- **PAGE**:
>> START

Given an N-ary tree, print all the levels with odd and even number of nodes in it. 

Examples

For example consider the following tree
          1               - Level 1
       /     \
      2       3           - Level 2
    /   \       \
   4     5       6        - Level 3
        /  \     /
       7    8   9         - Level 4

The levels with odd number of nodes are: 1 3 4 
The levels with even number of nodes are: 2

Note: The level numbers starts from 1. That is, the root node is at the level 1.

Approach

  • Insert all the connecting nodes to a 2-D vector tree.
  • Run a BFS on the tree such that height[node] = 1 + height[parent]
  • Once BFS traversal is completed, increase the count[] array by 1, for every node’s level.
  • Iterate from first level to last level, and print all nodes with count[] values as odd to get level with odd number nodes.
  • Iterate from first level to last level, and print all nodes with count[] values as even to get level with even number nodes.

Below is the implementation of the above approach: 

C++




// C++ program to print all levels
// with odd and even number of nodes
 
#include <bits/stdc++.h>
using namespace std;
 
// Function for BFS in a tree
void bfs(int node, int parent, int height[], int vis[],
         vector<int> tree[])
{
 
    // mark first node as visited
    vis[node] = 1;
 
    // Declare Queue
    queue<int> q;
 
    // Push the first element
    q.push(1);
 
    // calculate the level of every node
    height[node] = 1 + height[parent];
 
    // Check if the queue is empty or not
    while (!q.empty()) {
 
        // Get the top element in the queue
        int top = q.front();
 
        // pop the element
        q.pop();
 
        // mark as visited
        vis[top] = 1;
 
        // Iterate for the connected nodes
        for (int i = 0; i < tree[top].size(); i++) {
 
            // if not visited
            if (!vis[tree[top][i]]) {
 
                // Insert into queue
                q.push(tree[top][i]);
 
                // Increase level
                height[tree[top][i]] = 1 + height[top];
            }
        }
    }
}
 
// Function to insert edges
void insertEdges(int x, int y, vector<int> tree[])

>> END

- **Bounding-box entries**:
>> START

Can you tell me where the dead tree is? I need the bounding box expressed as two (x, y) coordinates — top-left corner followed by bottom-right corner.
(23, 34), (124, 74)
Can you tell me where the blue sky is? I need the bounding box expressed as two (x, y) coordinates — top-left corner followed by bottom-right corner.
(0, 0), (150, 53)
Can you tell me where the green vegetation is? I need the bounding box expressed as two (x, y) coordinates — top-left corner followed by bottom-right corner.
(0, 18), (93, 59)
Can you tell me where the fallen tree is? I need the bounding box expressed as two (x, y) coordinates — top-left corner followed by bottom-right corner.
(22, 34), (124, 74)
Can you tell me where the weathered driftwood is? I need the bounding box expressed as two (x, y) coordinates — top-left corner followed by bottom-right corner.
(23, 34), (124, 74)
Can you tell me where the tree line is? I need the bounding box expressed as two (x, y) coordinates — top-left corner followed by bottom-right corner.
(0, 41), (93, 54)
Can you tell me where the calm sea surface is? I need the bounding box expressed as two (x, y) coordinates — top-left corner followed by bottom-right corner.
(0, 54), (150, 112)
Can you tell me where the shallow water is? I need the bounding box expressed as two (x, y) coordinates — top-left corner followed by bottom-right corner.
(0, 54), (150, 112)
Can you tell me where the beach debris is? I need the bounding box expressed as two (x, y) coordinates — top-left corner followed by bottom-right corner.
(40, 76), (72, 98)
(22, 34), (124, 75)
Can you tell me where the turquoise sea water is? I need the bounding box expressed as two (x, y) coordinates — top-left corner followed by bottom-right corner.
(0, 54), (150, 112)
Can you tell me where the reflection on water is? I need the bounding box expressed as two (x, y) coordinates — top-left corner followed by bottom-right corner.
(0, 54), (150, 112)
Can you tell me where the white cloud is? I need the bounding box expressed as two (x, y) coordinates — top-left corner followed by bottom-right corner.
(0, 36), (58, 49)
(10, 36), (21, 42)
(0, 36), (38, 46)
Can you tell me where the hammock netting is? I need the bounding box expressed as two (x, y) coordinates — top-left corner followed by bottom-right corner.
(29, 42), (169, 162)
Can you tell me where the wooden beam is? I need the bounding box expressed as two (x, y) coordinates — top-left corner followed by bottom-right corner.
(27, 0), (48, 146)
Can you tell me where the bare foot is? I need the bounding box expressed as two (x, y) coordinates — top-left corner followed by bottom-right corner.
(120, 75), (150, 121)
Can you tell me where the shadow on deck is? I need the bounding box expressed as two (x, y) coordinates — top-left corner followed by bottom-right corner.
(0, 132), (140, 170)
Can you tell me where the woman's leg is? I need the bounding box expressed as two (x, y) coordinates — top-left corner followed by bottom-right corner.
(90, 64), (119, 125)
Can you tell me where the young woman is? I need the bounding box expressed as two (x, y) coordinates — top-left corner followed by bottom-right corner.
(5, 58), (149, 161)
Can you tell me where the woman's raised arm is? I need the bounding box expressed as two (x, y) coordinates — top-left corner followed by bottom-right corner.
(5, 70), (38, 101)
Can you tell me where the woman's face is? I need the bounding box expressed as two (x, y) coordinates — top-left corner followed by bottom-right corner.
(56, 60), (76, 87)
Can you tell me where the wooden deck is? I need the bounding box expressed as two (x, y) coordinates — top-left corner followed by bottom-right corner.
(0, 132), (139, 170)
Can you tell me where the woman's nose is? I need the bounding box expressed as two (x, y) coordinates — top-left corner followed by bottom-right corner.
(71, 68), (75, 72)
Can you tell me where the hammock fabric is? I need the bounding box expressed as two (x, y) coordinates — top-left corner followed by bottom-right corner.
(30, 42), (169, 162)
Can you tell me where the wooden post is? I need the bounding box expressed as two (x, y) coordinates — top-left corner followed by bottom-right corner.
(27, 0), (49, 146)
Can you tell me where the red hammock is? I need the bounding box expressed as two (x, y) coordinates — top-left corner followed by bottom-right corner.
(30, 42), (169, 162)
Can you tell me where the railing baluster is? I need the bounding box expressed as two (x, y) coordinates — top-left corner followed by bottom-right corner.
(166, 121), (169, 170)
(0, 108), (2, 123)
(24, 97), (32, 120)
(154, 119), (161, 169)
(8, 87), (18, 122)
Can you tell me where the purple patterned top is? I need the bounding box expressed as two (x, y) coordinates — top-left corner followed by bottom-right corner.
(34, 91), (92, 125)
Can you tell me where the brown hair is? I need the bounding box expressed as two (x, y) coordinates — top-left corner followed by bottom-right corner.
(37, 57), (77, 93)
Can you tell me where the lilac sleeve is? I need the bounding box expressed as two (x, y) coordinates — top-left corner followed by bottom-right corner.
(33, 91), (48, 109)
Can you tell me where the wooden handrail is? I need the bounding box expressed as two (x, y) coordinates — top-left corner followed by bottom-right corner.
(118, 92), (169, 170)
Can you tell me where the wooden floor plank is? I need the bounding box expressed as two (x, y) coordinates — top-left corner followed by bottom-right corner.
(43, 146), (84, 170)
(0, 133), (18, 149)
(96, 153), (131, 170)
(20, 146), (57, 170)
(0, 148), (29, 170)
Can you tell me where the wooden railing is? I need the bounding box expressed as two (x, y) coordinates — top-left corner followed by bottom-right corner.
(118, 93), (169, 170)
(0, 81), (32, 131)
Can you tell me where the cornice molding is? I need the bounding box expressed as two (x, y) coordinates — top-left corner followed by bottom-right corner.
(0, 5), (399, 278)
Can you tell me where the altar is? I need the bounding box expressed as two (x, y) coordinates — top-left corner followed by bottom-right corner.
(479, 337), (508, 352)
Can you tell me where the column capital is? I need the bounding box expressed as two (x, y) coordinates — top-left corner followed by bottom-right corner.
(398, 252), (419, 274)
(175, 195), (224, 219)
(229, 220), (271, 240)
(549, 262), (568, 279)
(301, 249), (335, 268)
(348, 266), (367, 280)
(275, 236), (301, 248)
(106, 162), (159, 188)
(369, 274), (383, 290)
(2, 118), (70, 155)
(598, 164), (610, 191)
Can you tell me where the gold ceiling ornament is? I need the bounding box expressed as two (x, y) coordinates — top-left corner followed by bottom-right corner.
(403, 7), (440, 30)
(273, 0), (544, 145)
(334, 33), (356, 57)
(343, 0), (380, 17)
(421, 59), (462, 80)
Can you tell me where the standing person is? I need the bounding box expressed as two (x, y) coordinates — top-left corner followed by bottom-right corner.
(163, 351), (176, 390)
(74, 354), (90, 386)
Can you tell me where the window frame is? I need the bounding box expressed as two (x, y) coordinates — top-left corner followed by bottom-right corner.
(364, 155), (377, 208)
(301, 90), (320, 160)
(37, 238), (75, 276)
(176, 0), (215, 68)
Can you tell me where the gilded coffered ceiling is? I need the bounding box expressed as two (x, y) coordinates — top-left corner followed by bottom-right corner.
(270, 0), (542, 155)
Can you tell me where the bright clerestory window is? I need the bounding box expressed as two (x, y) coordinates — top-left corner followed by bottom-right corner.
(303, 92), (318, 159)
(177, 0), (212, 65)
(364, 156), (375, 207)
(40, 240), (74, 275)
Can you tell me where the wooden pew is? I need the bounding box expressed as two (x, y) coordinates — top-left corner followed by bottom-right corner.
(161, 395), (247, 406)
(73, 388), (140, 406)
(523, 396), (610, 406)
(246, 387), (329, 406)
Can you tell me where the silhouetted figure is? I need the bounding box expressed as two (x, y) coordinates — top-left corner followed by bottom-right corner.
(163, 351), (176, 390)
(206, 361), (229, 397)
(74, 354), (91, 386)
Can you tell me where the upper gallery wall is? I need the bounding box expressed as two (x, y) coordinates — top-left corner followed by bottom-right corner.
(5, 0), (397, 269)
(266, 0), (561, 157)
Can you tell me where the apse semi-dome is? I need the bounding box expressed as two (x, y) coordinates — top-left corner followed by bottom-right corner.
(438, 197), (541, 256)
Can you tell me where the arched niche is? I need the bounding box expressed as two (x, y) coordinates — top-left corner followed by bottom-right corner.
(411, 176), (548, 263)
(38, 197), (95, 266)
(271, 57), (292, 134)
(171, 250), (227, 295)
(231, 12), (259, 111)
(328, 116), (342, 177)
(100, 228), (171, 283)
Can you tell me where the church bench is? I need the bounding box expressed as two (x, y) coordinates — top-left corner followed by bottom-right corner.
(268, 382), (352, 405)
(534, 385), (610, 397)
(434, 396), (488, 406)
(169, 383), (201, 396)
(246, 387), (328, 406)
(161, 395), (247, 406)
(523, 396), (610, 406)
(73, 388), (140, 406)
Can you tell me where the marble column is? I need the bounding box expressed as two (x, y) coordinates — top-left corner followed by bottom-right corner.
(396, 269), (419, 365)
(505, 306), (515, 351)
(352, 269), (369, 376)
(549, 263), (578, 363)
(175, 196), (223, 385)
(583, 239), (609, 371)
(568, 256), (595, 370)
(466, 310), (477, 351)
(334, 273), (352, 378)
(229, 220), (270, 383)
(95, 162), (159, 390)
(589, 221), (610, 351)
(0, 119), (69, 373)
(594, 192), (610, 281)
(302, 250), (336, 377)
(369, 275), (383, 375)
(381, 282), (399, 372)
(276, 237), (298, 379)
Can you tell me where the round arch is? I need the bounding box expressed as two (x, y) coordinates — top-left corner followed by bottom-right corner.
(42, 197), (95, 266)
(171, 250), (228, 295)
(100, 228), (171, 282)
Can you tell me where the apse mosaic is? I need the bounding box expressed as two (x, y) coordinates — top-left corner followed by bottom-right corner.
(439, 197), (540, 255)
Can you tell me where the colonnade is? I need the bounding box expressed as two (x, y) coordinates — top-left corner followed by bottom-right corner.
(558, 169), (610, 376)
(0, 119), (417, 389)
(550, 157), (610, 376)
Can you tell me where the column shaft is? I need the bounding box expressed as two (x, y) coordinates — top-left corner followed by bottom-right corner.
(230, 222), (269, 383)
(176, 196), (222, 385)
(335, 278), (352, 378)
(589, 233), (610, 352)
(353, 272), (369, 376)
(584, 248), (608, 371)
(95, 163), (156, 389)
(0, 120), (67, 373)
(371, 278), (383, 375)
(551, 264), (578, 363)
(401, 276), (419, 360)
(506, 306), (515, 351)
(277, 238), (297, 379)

>> END
>> START

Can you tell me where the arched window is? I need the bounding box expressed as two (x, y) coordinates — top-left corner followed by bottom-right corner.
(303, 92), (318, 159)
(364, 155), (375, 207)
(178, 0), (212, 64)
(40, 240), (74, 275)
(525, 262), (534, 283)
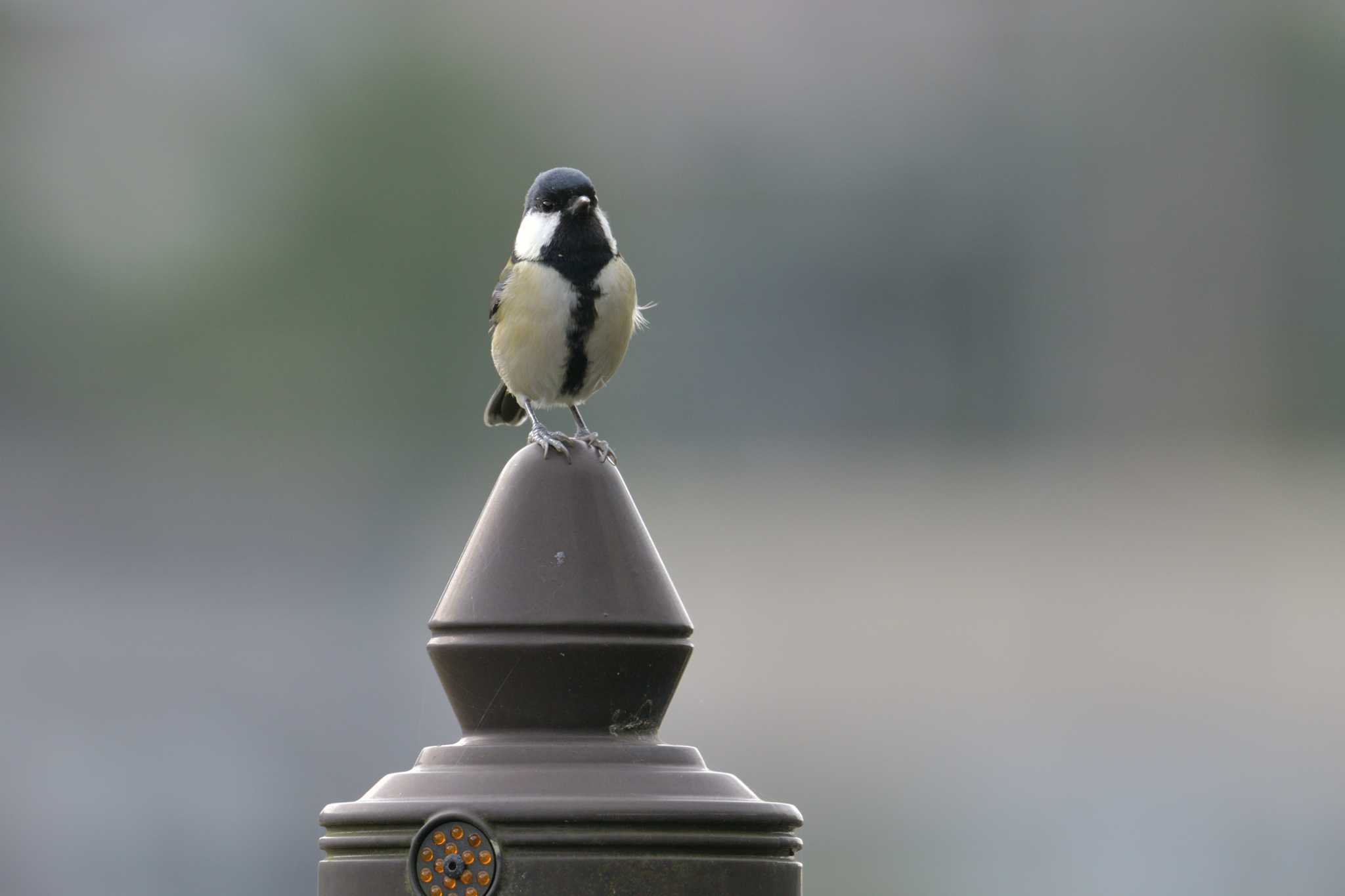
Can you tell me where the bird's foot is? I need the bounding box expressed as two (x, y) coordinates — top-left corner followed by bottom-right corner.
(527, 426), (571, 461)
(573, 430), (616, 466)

>> END

- **REQUIRED TASK**: Continue the page on printing N-ary tree levels with odd and even node counts, starting right after the line that opens the insertEdges function. Nothing in the entries is needed here.

- **OUTPUT FOR THIS TASK**:
{
    tree[x].push_back(y);
    tree[y].push_back(x);
}
 
// Function to print all levels
void printLevelsOddEven(int N, int vis[], int height[])
{
    int mark[N + 1];
    memset(mark, 0, sizeof mark);
 
    int maxLevel = 0;
    for (int i = 1; i <= N; i++) {
 
        // count number of nodes
        // in every level
        if (vis[i])
            mark[height[i]]++;
 
        // find the maximum height of tree
        maxLevel = max(height[i], maxLevel);
    }
 
    // print odd number of nodes
    cout << "The levels with odd number of nodes are: ";
    for (int i = 1; i <= maxLevel; i++) {
        if (mark[i] % 2)
            cout << i << " ";
    }
 
    // print even number of nodes
    cout << "\nThe levels with even number of nodes are: ";
    for (int i = 1; i <= maxLevel; i++) {
        if (mark[i] % 2 == 0)
            cout << i << " ";
    }
}
 
// Driver Code
int main()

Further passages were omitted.